- _WORK REQUEST_
Where the word "wooden" occurs in a line of the data, return the whole line.

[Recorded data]
────────────────

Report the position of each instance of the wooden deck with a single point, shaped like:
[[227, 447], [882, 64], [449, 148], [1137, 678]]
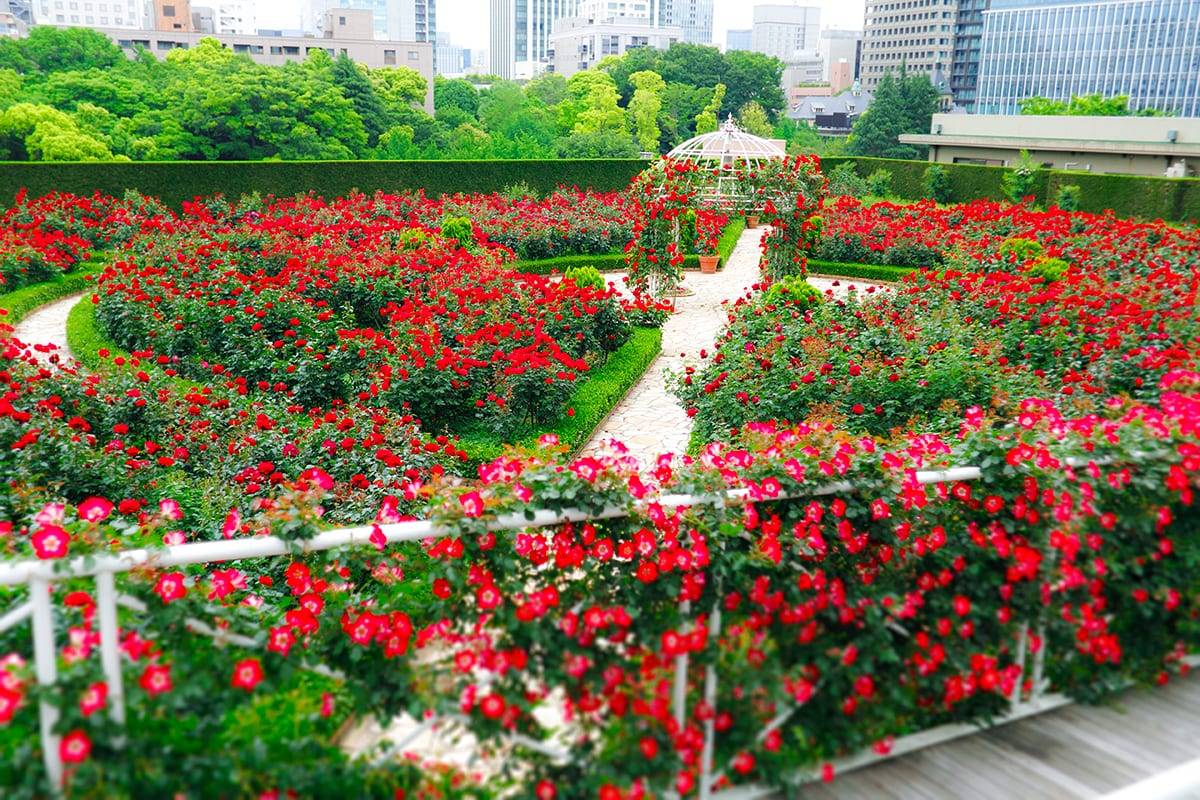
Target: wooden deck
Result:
[[1072, 752]]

────────────────

- _RESPONSE FOR THIS EXERCISE_
Report the position of each instance of the wooden deck with a single point, shaped like:
Target: wooden deck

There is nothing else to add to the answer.